**Actions to take:**
(a) Why, according to the blank-node excerpt, does Commons RDF need to define Java Object equality?
(b) Which distinct words built on the roots "equal" or "equiv" appear in the blank-node excerpt?
(c) Could you pick up the blank-node excerpt where it stops and carry it on?

**Extract:**
In practice, some systems allow you to ask for a blank node object to
be created using entropy (string/bytes/etc.) that will create an
equivalent object at another point in time to the other instances of
the blank node, based on the concrete RDF syntax supporting
non-anonymous blank nodes that are not localised to a particular part
of the document as with anonymous blank nodes.

Both anonymous and non-anonymous blank nodes are going to have the
same features after parsing, the issue is just during parsing what to
do to make streaming possible.

> * See if it is the same as another (java's .equals) because all RDF terms
> are distinguishable [1].

One of the goals of Commons RDF is to agree effectively on how to to
provide interoperability between implementations, and a key part of
that is defining Java Object equality.

We haven't defined which levels the expectation of equivalence would
be applicable at yet but we could think about it at any of the
following levels:

* RDFTerm level : being able to send any RDFTerm into any API even if
the underlying implementation is different, and have it recognised as
equivalent to any other RDFTerm which from the users perspective was
.equals() when they sent it in.

**Source excerpt:**
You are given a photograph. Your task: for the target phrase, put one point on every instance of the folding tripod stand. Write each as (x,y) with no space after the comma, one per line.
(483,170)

**Answers to the problems:**
(a) One of the goals of Commons RDF is to agree on how to provide interoperability between implementations. Defining Java Object equality is a key part of that.

(b) equivalent, equality, equivalence, equals (written as ".equals" and ".equals()")

(c)
* Triple level : being able to send any Triple into any API, even if
the underlying implementation is different, and have it recognised as
equivalent to any other Triple which from the users perspective was
.equals().

* Graph level : being able to send a Graph into an API, even if the
underlying implementation is different, and have operations inside of
the API consistent with equivalence that the user saw in the Graph.
Note, this doesn't require the Graph to be mutable, but it may require
taking a copy of the objects and discarding the reference to the Graph
which may then be garbage collected if the user doesn't keep a
reference to the Graph.

* Dataset level (ie, Named and Default Graphs in a Set) : being able
to send a Dataset into an API, even if the underlying implementation
is different, and have operations inside of the API consistent with
the users view. Similarly, the Dataset doesn't need to be mutable, a
copy may be taken by the implementation to do its operations.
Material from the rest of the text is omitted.